* [Task item A]
In the primary care study text, what do the 68,6 percent response rate figures rest on?
* [Task item B]
Answer these questions from the primary care study text.
(i) When was the second study carried out?
(ii) What percent of housewives wanted the family physician's office near where they live?
(iii) Respondents with a monthly income of 1501-2000 Lt per family member preferred what arrangement?

* [Source text]

Content starts

Eglė Žėbienė


The study has been conducted in January-February 2003. And the second study in March-May 2007. The questionnaires were given to every 10th patient over 18 years old, who registered for the first time during the episode. Questionnaires were distributed among 500 patients, 343 questionnaires were returned to the study team (response rate 68,6 percent).
Study participants were asked their opinion about the institution where their primary care physician should work. 50 percents of employers and 86,9 percents of housewives preferred that family physician’s office should be situated near their living place. 50 percents of unemployed respondents as well as 47 percents of employees wished that their family physicians, narrow specialists and laboratories should be working in one building. 72 percent of respondents who earn 1001-1500 Litas (Lt) per month for one family member thought that it is more comfortable when their doctors work in their neighbourhood.  Respondents with monthly income 1501-2000 Lt and more per for one family member (61,1 percent and 45,7 percent accordingly) had different opinion: they preferred that all primary and secondary care physicians and laboratories were situated in one building.

Content ends

* [Data section]
Content starts

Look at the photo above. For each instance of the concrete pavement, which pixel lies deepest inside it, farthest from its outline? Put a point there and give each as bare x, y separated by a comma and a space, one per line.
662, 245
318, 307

Content ends

* [Answer area A]
Questionnaires went to 500 patients, and 343 of them were returned to the study team. That makes a response rate of 68,6 percent.

* [Answer area B]
(i) March-May 2007.
(ii) 86,9 percent.
(iii) All primary and secondary care physicians and laboratories in one building.